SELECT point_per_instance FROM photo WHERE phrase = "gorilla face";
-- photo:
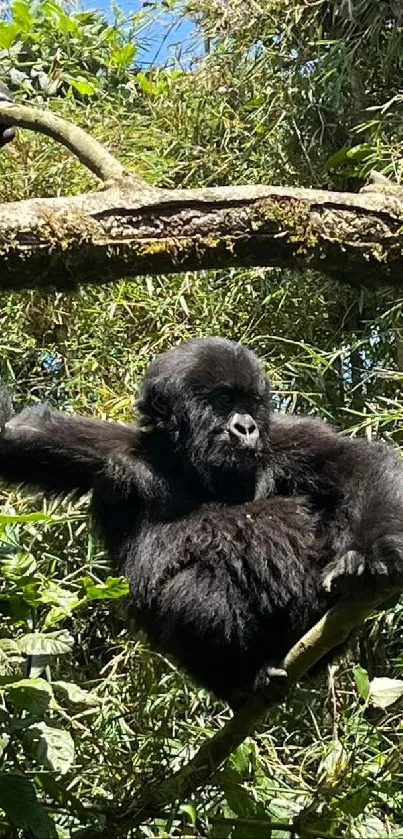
(211, 399)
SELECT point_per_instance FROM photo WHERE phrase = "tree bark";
(128, 228)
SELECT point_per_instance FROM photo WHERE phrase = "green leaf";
(8, 33)
(362, 681)
(84, 86)
(112, 588)
(384, 692)
(22, 808)
(21, 14)
(50, 746)
(21, 565)
(27, 517)
(31, 695)
(4, 741)
(190, 811)
(60, 613)
(50, 643)
(74, 694)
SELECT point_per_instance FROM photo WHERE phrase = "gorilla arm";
(357, 487)
(57, 453)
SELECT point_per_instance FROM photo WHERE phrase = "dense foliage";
(297, 93)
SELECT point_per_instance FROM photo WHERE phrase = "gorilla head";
(210, 400)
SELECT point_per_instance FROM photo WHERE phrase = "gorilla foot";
(271, 684)
(381, 568)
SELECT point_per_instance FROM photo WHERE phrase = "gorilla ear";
(158, 403)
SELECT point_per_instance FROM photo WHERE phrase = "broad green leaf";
(384, 692)
(83, 86)
(19, 566)
(60, 613)
(4, 741)
(27, 517)
(58, 595)
(10, 655)
(8, 33)
(50, 643)
(190, 811)
(362, 681)
(333, 764)
(22, 808)
(51, 747)
(31, 695)
(21, 14)
(112, 588)
(74, 694)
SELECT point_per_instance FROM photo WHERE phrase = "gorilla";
(235, 526)
(7, 132)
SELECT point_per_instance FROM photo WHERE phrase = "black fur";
(234, 543)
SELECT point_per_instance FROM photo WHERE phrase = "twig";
(333, 629)
(88, 150)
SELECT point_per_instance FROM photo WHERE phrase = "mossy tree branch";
(333, 629)
(129, 228)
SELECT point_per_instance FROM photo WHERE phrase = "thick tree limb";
(130, 229)
(328, 633)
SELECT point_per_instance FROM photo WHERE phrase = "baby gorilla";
(235, 527)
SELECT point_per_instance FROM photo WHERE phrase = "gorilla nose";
(244, 428)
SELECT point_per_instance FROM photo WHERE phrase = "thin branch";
(333, 629)
(88, 150)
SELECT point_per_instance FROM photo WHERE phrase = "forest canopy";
(295, 94)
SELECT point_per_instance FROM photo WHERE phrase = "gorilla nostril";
(243, 427)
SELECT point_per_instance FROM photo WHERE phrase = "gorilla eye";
(224, 398)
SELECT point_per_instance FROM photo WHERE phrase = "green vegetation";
(290, 93)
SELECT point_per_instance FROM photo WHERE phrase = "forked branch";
(88, 150)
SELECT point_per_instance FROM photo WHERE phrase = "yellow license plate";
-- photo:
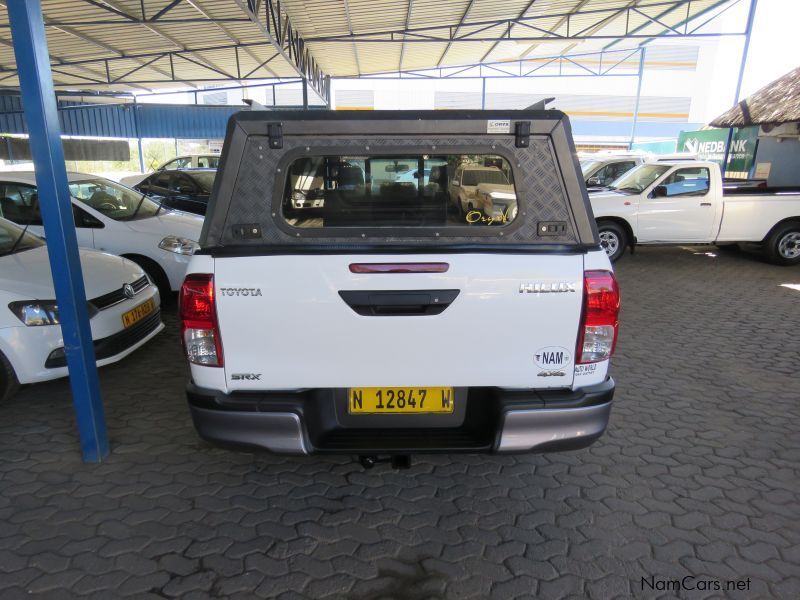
(399, 400)
(135, 315)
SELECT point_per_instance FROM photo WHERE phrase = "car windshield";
(13, 240)
(204, 179)
(638, 178)
(113, 199)
(477, 176)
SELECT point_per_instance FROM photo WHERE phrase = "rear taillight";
(198, 313)
(597, 336)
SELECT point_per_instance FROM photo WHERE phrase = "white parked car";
(464, 187)
(190, 161)
(123, 308)
(113, 218)
(685, 202)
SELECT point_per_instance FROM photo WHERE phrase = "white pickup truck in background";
(684, 202)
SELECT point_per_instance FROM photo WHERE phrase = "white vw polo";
(113, 218)
(123, 309)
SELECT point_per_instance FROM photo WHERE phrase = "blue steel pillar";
(138, 133)
(38, 97)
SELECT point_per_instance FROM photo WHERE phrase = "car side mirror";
(660, 191)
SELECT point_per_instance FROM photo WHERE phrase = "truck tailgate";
(283, 318)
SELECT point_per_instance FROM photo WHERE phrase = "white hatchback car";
(113, 218)
(123, 308)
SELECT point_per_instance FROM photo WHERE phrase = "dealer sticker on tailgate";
(400, 400)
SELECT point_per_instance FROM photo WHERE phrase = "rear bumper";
(494, 421)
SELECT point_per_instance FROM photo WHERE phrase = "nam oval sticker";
(552, 357)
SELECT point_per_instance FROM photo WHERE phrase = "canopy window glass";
(446, 190)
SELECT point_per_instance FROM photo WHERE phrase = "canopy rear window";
(444, 190)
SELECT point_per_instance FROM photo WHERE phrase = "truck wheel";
(613, 239)
(8, 379)
(783, 246)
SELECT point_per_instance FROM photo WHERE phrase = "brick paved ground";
(697, 475)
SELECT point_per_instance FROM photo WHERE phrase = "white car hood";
(490, 188)
(27, 274)
(170, 223)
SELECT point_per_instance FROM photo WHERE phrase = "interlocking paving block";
(698, 474)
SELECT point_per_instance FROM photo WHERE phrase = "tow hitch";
(398, 461)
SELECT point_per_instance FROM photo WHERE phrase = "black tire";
(9, 384)
(155, 273)
(613, 239)
(783, 245)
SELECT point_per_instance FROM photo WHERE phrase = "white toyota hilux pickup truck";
(685, 202)
(378, 320)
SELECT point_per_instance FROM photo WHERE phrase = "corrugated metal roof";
(146, 44)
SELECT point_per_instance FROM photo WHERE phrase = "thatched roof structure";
(775, 103)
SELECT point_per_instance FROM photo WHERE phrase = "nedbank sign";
(709, 144)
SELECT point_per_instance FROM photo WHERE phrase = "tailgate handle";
(381, 303)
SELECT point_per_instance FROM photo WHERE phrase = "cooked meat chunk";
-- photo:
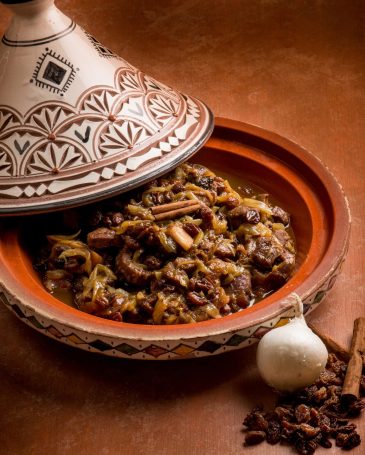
(101, 238)
(240, 291)
(184, 248)
(131, 271)
(243, 214)
(266, 252)
(280, 215)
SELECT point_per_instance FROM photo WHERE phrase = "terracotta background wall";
(297, 68)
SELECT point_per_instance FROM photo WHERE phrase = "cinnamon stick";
(351, 386)
(172, 206)
(174, 209)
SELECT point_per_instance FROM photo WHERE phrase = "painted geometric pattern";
(116, 129)
(198, 347)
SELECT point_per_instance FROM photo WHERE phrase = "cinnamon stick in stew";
(351, 386)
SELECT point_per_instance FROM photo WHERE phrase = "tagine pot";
(77, 122)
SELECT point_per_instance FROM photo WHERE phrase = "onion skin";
(291, 357)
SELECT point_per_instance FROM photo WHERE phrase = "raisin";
(254, 437)
(273, 432)
(302, 413)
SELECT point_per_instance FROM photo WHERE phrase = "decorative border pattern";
(164, 349)
(57, 148)
(53, 72)
(102, 50)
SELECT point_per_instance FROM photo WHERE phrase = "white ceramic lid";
(77, 122)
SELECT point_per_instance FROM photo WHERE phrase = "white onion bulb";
(291, 357)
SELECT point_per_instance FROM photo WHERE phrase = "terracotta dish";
(292, 176)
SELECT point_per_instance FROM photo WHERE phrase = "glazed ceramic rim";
(262, 311)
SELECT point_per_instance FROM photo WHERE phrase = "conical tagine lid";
(77, 122)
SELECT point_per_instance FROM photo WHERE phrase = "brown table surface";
(296, 68)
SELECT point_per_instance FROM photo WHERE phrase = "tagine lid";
(77, 122)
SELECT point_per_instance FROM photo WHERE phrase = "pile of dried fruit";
(311, 417)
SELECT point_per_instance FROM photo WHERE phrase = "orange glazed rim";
(296, 171)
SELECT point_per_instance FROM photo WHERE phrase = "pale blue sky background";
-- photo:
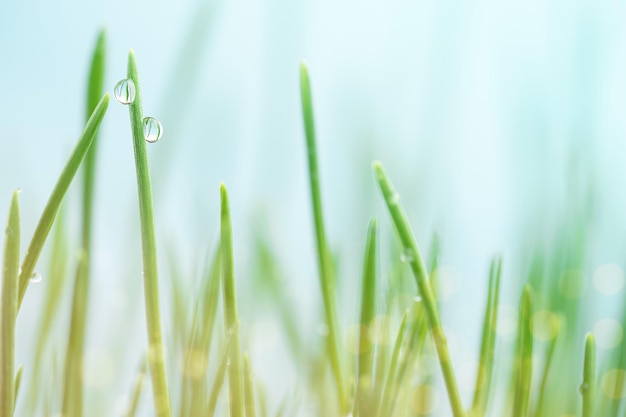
:::
▶ [Problem description]: Gather every line in the items above that contains the string "ceramic", treating uppercase and lowercase letters as different.

▶ [Reply]:
SELECT point_per_instance FROM photo WHERE phrase = "white ceramic lid";
SELECT point_per_instance FROM photo WHERE phrase = "glazed ceramic rim";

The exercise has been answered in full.